→ Excerpted text
Date : January 28, 2015
Report (Press Briefing): Japanese Economy in 2015 and Abenomics (January 28, 2015)
post date : 2015.01.29
The FPCJ has invited Prof. Hiroko Ota of the National Graduate Institute for Policy Studies to talk about Abenomics and the Japanese economy in 2015, in terms of policies. Showing that a great deal of attention is being given to the Japanese economy, a total of 44 people attended the briefing, including 23 embassy representatives and 15 journalists from Canada, China, Germany, Hong Kong, the ROK, Singapore and the US.
The briefing began with Prof. Ota providing her analysis of the current state of the Japanese economy, saying that the worst of the slump due to the consumption tax increase was over. She mentioned that the Japanese economy in 2015 would almost definitely recover from deflation due to Abenomics, leading to a significantly different economic environment, but that it was necessary to implement a growth strategy, the third arrow of Abenomics, while the first two arrows are still having an effect. Prof. Ota described the weaknesses of Japan’s economy as lagging in globalization, low productivity (particularly in non-manufacturing sectors), and an inflexible labor market. She then brought up four specific issues for the growth strategy, namely 1) Accelerating TPP and FTA negotiations, 2) Increasing productivity and stimulating innovation, 3) Increasing advantages of the business base through steps such as reducing the corporate tax rate and reforming the electricity market, and 4) Reforming the labor market to allow people to transfer to growth areas. She explained that the growth strategies announced by the government last year and the year before have included gradual progress in initiatives for these issues.

→ Extracted data
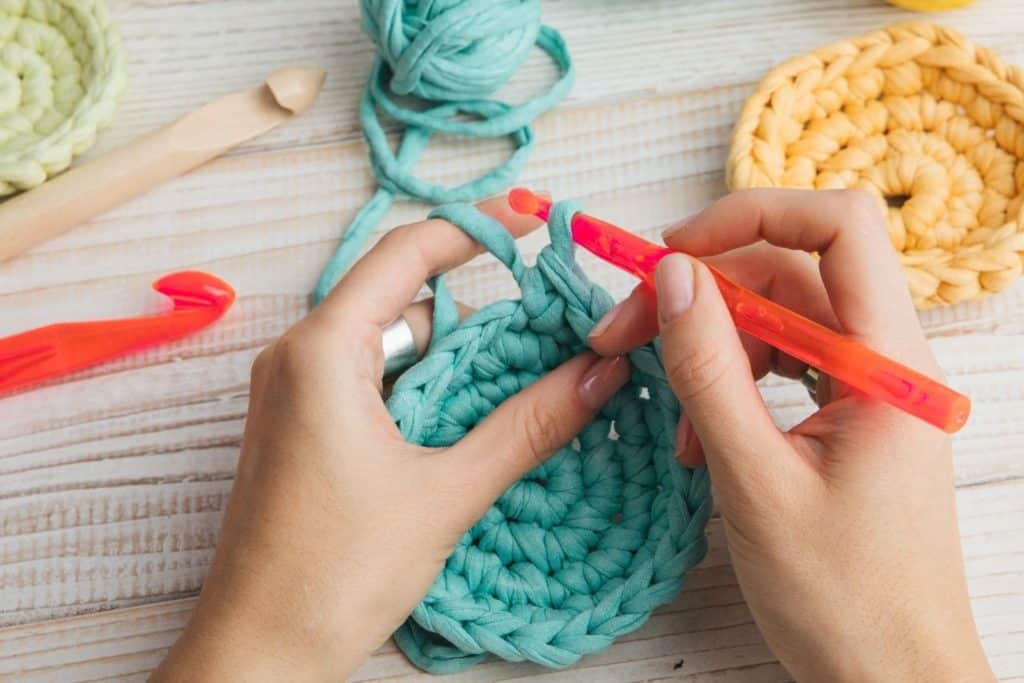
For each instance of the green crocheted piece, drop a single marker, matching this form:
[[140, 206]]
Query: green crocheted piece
[[583, 549], [61, 72]]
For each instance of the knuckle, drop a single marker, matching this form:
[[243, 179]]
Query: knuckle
[[291, 357], [694, 372], [858, 210], [262, 363], [542, 431]]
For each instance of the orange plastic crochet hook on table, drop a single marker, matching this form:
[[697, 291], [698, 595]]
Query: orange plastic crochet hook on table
[[847, 360], [29, 357]]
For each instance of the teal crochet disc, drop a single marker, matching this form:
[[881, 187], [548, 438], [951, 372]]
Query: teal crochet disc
[[61, 73], [583, 549]]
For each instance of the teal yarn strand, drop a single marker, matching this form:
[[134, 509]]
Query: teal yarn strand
[[585, 547], [452, 54]]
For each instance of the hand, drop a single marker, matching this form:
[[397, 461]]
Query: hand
[[336, 526], [843, 530]]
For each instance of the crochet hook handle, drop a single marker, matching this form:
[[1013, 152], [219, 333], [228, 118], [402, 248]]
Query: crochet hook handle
[[199, 299], [847, 360]]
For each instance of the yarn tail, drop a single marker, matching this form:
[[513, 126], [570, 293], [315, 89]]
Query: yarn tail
[[351, 243]]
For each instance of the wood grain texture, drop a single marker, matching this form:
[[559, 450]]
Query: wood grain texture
[[113, 481]]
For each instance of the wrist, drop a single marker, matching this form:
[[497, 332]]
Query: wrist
[[242, 639]]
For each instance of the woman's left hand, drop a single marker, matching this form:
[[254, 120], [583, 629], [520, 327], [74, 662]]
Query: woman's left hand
[[336, 526]]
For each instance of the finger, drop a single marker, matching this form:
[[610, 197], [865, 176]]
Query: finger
[[689, 453], [858, 265], [384, 282], [710, 373], [530, 426], [786, 276], [420, 318], [631, 324]]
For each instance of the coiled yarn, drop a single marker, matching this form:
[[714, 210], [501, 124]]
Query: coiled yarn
[[930, 124], [583, 549], [452, 54], [61, 72]]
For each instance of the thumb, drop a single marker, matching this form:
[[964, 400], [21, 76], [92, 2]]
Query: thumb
[[529, 427], [709, 370]]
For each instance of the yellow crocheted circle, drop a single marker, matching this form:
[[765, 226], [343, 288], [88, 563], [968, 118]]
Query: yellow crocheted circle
[[930, 124], [61, 72]]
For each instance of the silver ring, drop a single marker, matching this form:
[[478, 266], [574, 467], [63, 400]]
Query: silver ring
[[399, 347], [810, 381]]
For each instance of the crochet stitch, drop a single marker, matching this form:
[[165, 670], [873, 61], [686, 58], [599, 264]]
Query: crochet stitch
[[583, 549], [453, 54], [930, 124], [61, 72]]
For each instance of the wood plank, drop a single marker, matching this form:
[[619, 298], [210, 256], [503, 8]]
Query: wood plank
[[708, 627], [113, 481]]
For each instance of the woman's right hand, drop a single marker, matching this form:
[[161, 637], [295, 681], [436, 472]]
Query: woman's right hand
[[843, 529]]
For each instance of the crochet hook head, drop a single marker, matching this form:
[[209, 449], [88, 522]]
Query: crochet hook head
[[846, 359], [607, 242], [198, 298]]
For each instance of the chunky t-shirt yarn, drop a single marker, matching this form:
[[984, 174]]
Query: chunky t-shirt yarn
[[583, 549], [449, 56], [924, 120], [61, 72]]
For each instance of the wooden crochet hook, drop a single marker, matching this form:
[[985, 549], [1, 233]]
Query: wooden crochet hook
[[89, 189]]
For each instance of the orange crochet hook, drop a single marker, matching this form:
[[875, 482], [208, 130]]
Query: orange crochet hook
[[847, 360], [32, 356]]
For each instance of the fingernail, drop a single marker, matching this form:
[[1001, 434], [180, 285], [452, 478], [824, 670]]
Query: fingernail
[[602, 380], [683, 432], [605, 323], [678, 227], [674, 280]]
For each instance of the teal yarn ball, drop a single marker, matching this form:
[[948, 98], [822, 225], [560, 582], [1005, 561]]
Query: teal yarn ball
[[451, 55], [584, 548], [451, 50]]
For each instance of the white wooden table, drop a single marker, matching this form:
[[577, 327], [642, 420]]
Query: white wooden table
[[113, 482]]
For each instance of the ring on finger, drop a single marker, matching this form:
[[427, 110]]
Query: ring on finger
[[810, 380], [399, 347]]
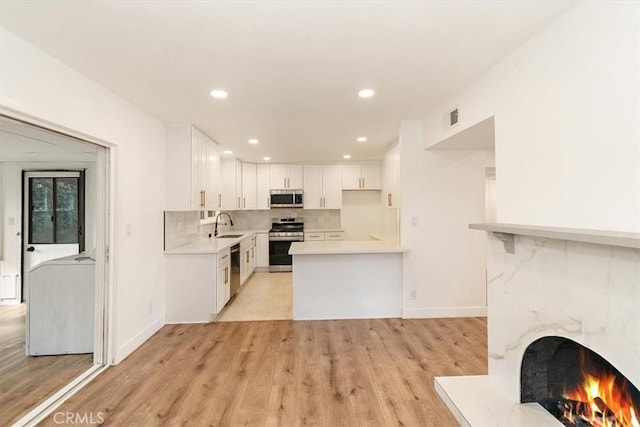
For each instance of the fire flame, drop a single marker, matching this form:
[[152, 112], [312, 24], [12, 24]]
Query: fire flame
[[604, 403]]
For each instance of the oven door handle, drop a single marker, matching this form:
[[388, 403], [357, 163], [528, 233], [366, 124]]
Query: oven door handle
[[286, 239]]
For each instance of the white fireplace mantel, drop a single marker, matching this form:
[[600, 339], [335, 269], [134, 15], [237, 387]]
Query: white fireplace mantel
[[600, 237], [583, 285]]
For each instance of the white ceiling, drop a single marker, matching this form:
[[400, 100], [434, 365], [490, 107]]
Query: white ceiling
[[20, 142], [292, 68]]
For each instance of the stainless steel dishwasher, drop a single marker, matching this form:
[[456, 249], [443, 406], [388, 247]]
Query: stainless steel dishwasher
[[235, 269]]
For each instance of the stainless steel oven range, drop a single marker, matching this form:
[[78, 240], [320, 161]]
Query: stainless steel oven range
[[284, 231]]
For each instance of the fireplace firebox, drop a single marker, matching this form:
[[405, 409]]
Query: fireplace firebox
[[577, 386]]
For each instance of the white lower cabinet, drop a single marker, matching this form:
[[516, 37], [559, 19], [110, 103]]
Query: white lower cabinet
[[247, 258], [191, 288], [262, 250], [334, 235], [223, 285], [327, 235]]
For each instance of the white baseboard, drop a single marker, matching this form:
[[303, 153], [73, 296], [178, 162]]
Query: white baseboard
[[439, 312], [188, 322], [138, 340]]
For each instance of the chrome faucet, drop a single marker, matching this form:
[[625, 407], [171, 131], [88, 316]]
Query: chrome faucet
[[215, 230]]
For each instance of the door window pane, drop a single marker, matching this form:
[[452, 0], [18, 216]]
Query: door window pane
[[55, 210], [66, 210], [41, 221]]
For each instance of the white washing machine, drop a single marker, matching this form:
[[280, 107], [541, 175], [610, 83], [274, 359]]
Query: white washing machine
[[61, 306]]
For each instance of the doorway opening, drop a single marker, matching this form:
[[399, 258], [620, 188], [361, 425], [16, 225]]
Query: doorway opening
[[54, 236]]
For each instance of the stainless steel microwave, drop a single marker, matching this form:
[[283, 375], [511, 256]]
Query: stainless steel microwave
[[286, 198]]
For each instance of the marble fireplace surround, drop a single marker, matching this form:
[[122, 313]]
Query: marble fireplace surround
[[548, 281]]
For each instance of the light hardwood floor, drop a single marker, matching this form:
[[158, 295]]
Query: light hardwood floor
[[26, 381], [265, 296], [288, 373]]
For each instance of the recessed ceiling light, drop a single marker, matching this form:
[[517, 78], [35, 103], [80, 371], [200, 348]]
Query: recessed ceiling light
[[219, 93]]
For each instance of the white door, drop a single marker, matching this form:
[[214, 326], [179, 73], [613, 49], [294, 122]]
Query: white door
[[53, 216]]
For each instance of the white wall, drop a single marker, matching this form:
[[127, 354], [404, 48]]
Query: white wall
[[36, 84], [360, 214], [443, 190], [567, 121]]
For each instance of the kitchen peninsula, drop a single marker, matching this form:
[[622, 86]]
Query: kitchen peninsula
[[346, 279]]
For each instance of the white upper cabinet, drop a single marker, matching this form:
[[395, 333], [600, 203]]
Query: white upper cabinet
[[286, 177], [391, 184], [322, 187], [313, 186], [249, 186], [230, 181], [365, 176], [244, 185], [193, 170], [263, 186]]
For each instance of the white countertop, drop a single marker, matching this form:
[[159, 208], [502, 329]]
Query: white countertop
[[344, 247], [212, 245]]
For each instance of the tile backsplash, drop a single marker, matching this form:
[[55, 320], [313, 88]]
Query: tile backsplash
[[183, 227]]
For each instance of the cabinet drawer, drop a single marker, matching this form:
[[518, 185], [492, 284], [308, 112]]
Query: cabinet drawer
[[224, 256], [313, 236], [336, 235]]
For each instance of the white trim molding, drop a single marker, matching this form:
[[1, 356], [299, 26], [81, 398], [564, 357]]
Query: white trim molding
[[442, 312]]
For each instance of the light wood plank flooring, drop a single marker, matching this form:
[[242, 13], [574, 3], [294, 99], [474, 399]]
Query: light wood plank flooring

→ Exercise tasks
1: Decide whether each statement agrees with the briefing report on Abenomics, answering yes or no and quoting the deciding words of the report: (a) More embassy representatives than journalists attended the briefing. (b) Prof. Ota said the worst of the slump caused by the consumption tax increase was still to come. (c) Prof. Ota named low productivity in non-manufacturing sectors as one of the weaknesses of Japan's economy.
2: Extend the briefing report on Abenomics, beginning right after its final sentence.

→ Outputs for the tasks
1:
(a) Yes: "including 23 embassy representatives and 15 journalists"
(b) No: "the worst of the slump due to the consumption tax increase was over"
(c) Yes: "low productivity (particularly in non-manufacturing sectors)"

2:
Prof. Ota described five important policy issues for 2015: 1) Implementation and acceleration of a growth strategy, 2) Consistent increase of wages, 3) Acceleration of negotiations for Mega-FTAs such as the TPP, Japan-EU FTA, and Japan-China-South Korea FTA, 4) Development of a program for fiscal consolidation, and 5) Clarification of supply-demand vision for energy. For issue 1), she emphasized the importance of reform for strongly entrenched regulations in fields such as medicine, nursing care and agriculture, and also mentioned the government reform of agricultural cooperatives currently underway, as being topics that should be watched carefully going forward. The professor also gave three key issues for the growth strategy in the future: employment reform, local revitalization and productivity improvement. She explained the correlation between these issues as “If service industry productivity doesn’t increase, local economics won’t be stimulated. Increasing service industry productivity would make it easier to move people to growth companies and industries, and bring about a variety of employment styles.” She also mentioned the importance to fiscal consolidation of the Fiscal Soundness Plan that the government plans to propose this summer, and the necessity of reforms to the social security system.
Prof. Ota ended by saying “What are needed now are reform policies to strengthen the supply side. Reducing corporate taxes, regulation reforms and employment reforms aren’t economic stimulus policies, and take time for results to be apparent, but they are critical when thinking about 5 or 10 years in the future.” She also mentioned two key issues: “The question is whether the Abe government will take action on these policies as a long-term government, and whether the mass media and voters can maintain a sense of urgency to support reforms.” In the Q & A session, topics included the purpose of increasing industry productivity when demand is projected to shrink due to population decline.